**Image object location items**
— begin —

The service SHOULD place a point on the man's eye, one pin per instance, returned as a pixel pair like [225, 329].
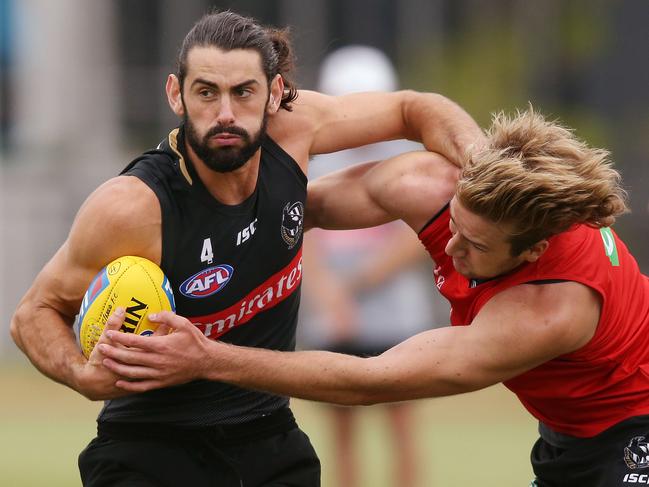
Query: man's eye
[479, 248]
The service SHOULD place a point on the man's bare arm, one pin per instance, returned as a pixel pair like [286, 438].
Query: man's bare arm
[322, 124]
[412, 187]
[104, 229]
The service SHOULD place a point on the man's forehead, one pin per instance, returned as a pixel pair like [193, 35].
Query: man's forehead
[222, 66]
[478, 228]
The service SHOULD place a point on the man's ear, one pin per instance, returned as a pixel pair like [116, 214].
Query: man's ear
[535, 251]
[276, 92]
[173, 95]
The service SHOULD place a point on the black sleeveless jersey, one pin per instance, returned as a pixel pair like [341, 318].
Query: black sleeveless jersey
[235, 271]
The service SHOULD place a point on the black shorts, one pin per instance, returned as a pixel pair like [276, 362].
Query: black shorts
[269, 451]
[617, 457]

— end —

**GOAL**
Copy out every item above with "pixel pair" swapped for "coordinate pair" and nothing else changed. Leave the pictures out of your copy.

**EXERCISE OUTPUT**
The service SHOULD place a point on the man's eye, one pin per instance, returned as a coordinate pair like [225, 329].
Query: man's eye
[479, 248]
The service SHOULD place a point on the man's bare arm, one pin per instance, returned as a coordinate pair like [286, 438].
Query: man's bare arm
[322, 124]
[412, 187]
[104, 229]
The service SHOULD place a point on the man's forehead, one pin per instance, returned as a coordinate pair like [193, 35].
Query: man's forehead
[222, 66]
[478, 228]
The service SHOULD place a point on the man's ear, one pin per instance, returned as a coordinate pair like [116, 214].
Query: man's ear
[535, 251]
[276, 92]
[173, 95]
The service SHOULD place a point on the black sleeveless jersey, one pin per instance, returned as a coordinate pair like [341, 318].
Query: black sleeveless jersey
[235, 271]
The service SHOULD place a point on the black shorts, one pin per instance, returned as a coordinate pair like [276, 362].
Query: black shorts
[269, 451]
[617, 457]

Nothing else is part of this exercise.